### Provided data
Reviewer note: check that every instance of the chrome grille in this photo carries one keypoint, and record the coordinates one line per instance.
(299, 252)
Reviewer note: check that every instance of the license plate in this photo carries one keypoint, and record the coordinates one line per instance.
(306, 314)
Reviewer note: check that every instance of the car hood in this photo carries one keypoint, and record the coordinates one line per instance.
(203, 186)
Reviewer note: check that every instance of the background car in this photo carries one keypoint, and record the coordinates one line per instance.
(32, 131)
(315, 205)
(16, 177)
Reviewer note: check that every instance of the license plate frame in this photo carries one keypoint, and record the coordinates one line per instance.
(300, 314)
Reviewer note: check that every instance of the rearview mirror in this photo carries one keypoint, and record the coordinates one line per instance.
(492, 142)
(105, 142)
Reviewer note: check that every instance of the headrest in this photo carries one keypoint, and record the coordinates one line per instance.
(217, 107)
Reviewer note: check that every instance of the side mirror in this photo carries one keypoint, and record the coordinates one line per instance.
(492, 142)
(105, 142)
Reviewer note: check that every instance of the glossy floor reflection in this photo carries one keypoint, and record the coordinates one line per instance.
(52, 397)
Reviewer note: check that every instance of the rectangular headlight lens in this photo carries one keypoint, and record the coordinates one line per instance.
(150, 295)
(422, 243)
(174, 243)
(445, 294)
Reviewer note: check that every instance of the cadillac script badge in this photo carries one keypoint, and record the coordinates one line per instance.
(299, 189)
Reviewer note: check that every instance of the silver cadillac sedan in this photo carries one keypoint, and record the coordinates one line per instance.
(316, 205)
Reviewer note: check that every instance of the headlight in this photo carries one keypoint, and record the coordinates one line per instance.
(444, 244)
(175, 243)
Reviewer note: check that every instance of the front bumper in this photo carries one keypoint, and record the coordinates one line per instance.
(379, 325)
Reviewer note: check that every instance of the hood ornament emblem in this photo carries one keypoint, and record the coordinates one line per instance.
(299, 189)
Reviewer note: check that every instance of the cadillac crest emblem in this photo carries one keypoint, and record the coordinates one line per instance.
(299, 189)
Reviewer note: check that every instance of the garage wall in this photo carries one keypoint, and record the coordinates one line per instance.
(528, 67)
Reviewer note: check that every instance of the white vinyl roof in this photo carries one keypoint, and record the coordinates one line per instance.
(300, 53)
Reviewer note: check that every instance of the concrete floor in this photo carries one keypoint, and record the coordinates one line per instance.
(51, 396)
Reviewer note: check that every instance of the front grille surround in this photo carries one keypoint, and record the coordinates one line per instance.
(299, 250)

...

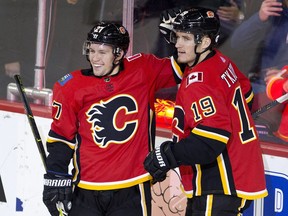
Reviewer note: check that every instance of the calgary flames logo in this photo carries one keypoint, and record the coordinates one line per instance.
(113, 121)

* * *

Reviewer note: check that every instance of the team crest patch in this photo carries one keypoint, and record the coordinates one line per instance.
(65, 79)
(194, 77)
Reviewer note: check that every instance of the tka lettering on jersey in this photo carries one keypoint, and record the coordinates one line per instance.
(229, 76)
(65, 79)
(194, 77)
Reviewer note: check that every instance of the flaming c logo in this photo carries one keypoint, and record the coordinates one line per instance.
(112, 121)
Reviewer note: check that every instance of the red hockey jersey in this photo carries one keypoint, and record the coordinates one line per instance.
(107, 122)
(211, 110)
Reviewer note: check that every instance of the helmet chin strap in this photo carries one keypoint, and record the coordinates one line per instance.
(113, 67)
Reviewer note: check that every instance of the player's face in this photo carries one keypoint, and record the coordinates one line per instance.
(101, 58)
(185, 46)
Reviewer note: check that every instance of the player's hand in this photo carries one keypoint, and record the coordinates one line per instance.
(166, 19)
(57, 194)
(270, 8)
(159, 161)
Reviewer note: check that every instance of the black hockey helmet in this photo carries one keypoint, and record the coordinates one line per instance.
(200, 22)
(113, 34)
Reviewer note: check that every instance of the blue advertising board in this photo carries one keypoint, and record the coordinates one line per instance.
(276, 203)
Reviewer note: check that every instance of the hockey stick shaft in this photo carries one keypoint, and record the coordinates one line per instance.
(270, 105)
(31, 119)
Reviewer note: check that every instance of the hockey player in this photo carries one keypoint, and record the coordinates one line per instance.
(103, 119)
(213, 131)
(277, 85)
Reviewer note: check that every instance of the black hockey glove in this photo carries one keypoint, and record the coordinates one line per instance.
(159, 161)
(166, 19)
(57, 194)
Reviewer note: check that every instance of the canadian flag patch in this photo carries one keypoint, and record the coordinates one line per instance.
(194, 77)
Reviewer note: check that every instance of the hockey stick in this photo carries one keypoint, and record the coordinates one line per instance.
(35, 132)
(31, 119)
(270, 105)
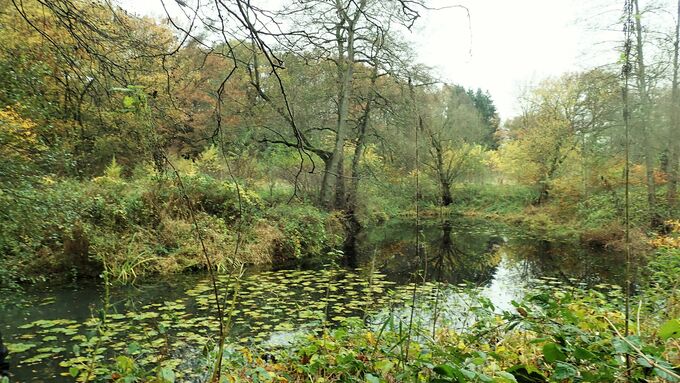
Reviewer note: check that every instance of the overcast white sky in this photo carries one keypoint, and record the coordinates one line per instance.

### Goal of the exercise
Copy only this from above: the line containing "Reviewer note: check that every instance of the hockey stick in", the line containing "Reviewer note: check that every instance of the overcast", and all lines between, printed exactly. Leave out the pictures.

### Exercise response
Reviewer note: check that every instance of the hockey stick in this photo carries one keypoint, and record the coordinates one line per instance.
(35, 132)
(31, 119)
(270, 105)
Reviewer note: check that every instance of the overcast white sky in this photo carries one keypoint, and record the coordinates one line per instance.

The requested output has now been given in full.